[start Entries shown]
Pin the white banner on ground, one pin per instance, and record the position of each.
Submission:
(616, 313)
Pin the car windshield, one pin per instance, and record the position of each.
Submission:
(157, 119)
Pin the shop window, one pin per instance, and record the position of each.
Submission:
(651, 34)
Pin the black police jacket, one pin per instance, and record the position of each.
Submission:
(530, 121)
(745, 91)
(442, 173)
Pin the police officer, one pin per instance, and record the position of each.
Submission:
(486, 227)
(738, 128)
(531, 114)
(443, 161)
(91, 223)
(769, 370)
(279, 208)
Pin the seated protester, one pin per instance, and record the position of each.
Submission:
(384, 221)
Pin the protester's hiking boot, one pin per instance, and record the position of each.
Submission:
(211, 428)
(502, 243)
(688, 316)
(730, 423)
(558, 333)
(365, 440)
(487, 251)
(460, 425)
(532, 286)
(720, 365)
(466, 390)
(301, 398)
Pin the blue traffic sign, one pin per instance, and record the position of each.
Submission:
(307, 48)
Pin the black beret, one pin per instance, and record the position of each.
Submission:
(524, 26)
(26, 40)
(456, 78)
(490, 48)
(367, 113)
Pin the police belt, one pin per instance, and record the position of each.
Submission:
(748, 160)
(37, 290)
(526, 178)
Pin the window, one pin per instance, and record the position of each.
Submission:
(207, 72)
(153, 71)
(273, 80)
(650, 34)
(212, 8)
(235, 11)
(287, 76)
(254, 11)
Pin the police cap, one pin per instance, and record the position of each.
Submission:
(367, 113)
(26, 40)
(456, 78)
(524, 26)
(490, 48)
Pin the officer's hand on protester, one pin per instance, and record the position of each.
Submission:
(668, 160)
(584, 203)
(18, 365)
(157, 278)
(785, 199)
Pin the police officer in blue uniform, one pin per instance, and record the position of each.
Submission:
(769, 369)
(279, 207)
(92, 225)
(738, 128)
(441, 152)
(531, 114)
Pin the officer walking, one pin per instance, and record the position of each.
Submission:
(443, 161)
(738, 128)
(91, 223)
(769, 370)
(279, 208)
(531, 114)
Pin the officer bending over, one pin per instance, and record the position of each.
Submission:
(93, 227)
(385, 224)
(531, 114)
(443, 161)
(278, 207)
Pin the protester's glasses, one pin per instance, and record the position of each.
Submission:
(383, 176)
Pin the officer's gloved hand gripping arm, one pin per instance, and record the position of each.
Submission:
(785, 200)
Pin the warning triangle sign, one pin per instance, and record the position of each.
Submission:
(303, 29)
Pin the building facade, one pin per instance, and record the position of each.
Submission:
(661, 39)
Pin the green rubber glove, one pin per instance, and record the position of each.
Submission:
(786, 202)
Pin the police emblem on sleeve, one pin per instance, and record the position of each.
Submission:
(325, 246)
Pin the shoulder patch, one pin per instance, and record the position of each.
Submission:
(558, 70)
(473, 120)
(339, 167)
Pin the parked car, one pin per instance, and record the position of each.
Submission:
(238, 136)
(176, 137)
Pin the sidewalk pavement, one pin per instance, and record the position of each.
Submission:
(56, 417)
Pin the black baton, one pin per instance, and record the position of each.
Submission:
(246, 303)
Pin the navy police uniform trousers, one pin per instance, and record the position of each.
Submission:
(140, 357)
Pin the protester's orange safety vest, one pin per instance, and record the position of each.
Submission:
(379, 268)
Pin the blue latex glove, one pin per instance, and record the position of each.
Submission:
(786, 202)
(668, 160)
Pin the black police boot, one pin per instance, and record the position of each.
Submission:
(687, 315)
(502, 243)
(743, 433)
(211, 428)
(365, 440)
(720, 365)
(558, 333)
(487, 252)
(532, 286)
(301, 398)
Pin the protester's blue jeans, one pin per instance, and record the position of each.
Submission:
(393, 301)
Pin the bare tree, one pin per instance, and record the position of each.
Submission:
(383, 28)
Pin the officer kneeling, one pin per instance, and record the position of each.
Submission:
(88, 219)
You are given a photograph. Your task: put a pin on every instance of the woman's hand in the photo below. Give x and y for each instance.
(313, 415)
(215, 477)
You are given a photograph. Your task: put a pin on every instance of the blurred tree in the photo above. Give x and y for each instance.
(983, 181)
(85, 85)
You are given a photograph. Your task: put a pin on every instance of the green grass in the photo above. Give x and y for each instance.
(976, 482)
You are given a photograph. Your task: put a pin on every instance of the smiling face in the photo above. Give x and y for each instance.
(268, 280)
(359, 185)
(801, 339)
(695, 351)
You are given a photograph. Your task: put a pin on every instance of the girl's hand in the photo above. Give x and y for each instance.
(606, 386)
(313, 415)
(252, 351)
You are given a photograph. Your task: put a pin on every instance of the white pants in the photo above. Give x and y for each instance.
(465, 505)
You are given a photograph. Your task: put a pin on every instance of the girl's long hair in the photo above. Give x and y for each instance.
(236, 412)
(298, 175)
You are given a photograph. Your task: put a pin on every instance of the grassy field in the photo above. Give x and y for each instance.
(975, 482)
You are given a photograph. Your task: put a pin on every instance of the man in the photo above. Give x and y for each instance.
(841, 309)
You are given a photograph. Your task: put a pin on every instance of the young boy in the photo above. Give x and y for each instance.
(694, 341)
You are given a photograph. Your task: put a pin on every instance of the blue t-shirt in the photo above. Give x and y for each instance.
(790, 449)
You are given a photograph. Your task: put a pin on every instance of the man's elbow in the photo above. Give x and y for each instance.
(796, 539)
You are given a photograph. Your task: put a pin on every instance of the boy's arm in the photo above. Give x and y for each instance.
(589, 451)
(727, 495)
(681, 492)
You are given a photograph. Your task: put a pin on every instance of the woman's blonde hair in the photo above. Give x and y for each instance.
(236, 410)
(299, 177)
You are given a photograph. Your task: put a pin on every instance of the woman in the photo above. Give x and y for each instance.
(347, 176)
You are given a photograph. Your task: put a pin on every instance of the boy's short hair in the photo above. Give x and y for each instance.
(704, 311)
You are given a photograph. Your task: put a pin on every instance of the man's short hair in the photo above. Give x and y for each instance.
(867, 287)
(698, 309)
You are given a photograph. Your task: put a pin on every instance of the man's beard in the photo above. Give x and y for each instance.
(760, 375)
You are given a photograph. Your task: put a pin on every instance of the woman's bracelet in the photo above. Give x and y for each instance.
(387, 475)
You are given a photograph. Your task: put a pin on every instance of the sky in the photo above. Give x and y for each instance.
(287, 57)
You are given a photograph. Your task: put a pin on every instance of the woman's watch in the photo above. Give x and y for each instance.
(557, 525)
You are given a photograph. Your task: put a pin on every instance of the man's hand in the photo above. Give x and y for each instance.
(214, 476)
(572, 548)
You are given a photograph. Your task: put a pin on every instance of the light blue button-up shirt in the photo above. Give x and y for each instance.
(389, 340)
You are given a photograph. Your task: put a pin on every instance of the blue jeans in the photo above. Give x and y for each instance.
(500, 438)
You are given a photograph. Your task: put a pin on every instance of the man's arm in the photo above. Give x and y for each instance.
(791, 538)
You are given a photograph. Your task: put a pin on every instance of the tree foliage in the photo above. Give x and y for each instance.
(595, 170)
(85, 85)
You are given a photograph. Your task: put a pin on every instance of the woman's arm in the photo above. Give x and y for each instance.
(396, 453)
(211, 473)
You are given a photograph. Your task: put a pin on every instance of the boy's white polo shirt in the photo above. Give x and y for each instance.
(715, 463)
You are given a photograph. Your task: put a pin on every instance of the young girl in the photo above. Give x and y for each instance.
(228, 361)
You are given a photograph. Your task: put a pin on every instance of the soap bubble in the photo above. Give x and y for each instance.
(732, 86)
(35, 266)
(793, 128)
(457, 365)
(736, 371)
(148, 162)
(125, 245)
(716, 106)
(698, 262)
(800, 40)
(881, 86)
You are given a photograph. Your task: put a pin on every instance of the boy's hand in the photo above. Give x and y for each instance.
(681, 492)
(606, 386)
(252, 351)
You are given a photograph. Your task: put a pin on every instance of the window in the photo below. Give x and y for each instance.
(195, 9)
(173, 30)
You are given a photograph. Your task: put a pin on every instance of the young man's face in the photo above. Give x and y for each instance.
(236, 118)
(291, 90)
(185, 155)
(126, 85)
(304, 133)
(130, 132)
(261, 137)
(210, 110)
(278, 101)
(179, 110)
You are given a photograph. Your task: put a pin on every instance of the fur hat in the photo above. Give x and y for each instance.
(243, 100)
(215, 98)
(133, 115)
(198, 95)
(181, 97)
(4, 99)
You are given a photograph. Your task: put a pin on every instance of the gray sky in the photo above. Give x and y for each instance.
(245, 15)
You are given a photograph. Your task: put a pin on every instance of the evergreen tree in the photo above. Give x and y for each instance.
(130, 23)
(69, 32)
[end Entries shown]
Reproduce precisely the span of lines that begins at the line containing "of the soap" and ends with the last line of the listing.

You are given a photograph. Your task: put a pin on every instance of the soap bubble in the photo above. Give x and y for each instance.
(732, 86)
(35, 266)
(793, 128)
(457, 365)
(736, 371)
(148, 162)
(125, 245)
(716, 106)
(698, 262)
(800, 40)
(881, 86)
You are given a photograph. Your task: put a pin on every instance of the boy's hand in the photo above. Give x and y for each instance.
(681, 492)
(606, 386)
(252, 351)
You are given a photograph. Your task: put a pin on every instance of the window in the photo below. Give x and y for each instance.
(195, 9)
(173, 30)
You are given a photograph. Your task: put a pin on every instance of the young man's face in the photo above. Give x and y for each instance.
(236, 118)
(291, 90)
(185, 155)
(126, 85)
(304, 133)
(130, 132)
(261, 137)
(210, 110)
(278, 101)
(179, 110)
You are given a photograph. Your task: put a pin on every instance of the fur hat in the photo above. Give x and y for each instance.
(243, 100)
(215, 98)
(133, 115)
(198, 95)
(181, 97)
(4, 99)
You are given a photograph. Your task: put a pin on every instance of the gray sky in the photo above. Give x and y for each instance.
(245, 15)
You are given a photograph. Your task: put a pin on every instance of the evergreen tree in the photo above. Give x and y for each instance.
(130, 23)
(69, 32)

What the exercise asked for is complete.